Our team chose to analyze a standard collapsible umbrella. This decision was prompted by an acknowledgment that the device is widely used, has many variations and its universal application as a rain protection device. We conducted a study to illustrate proper use and operation, but also to discover what and when issues arise with an umbrella. As expected, most of our concerns were centered on different ways that the umbrella can fail to keep its user protected from precipitation, but also with durability in response to repeated elemental punishment or daily use. Performing a product dissection, enabled us to tabulate all individual components based on part weight material and other relevant metrics, and sub-assembly analysis gave us significant insight into how and why an umbrella might fail and how that is directly related to its design and manufacturing processes. In analyzing the different possible modes of failure, we confirmed that almost all problems are either with canopy tears or removal, or dynamic breakdown, i.e. the umbrella will no longer open and/or close properly due to plastic deformation of components. Analyzing the manufacturing processes and involved costs showed us why we were observing these problems. Umbrella convenience was linked heavily to weight, size and cost, the optimization of which necessitates using less material, especially in structural components like the spokes, which reduced the umbrellas durability. Thus, when an umbrella canopy inverts, the spokes likely suffer some deformation or weakening when the user flips it back to the proper configuration, leading to a shorter umbrella life when a part eventually fails. If, however, along the lines of a cobbler, there were provisions for umbrella repair, we believe more efficient materials could be used in manufacturing as users could justify the increased cost paid as they saw associated life extension. All in all, we predict that we will not truly be redesigning an umbrella per se, but more likely an accompanying device which either dries or in some way repairs common issues, if we find that the market is ripe for such developments.

Major Stakeholders and Product Needs

Consumers

  • Appealing
  • Durable
  • Lightweight
  • Effective
  • Safe
  • Easy to use
  • Portable
  • Inexpensive
  • Comfortable to hold
  • Easy to clean/dry

Retailers

  • Ease of storage
  • Cost/Profit
  • Durability
  • Customer Satisfaction

Product Function

The operation of this particular umbrella was very simple. The pictures below depict the general use of an umbrella.

■ Source material
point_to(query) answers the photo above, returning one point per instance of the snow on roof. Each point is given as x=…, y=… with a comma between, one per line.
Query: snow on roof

■ To do
Write the next part of the umbrella dissection report, starting right after its last sentence. None of the material is needed here.

■ Response box
Hold Umbrella and unwrap
Hold Umbrella and unwrap
Extend Telescoping Shaft and push upwards on Concentric Tube
Extend Telescoping Shaft and push upwards on Concentric Tube
Expand Spokes
Expand Spokes
Position Umbrella upright for use and hold
Position Umbrella upright for use and hold

The umbrella consists of a handle which is connected to a telescoping shaft. The telescoping shaft is a mechanism that extends in order to expand several mechanical arms, or spokes, outward when the umbrella is in use. The extension of these spokes serves to expand the canopy, made of polyester, producing a dome shape. This dome shape deflects rain and snow from reaching the user. The concentric tube is located at the top of the shaft. It holds the spokes firmly together and is used to extend the telescoping shaft. There is a locking mechanism also located at the top of the telescoping shaft so that the canopy does not close when the user is holding the umbrella. To collapse the umbrella, the concentric tube is pulled downwards to shorten the telescoping shaft and contract the spokes. The umbrella is then stored.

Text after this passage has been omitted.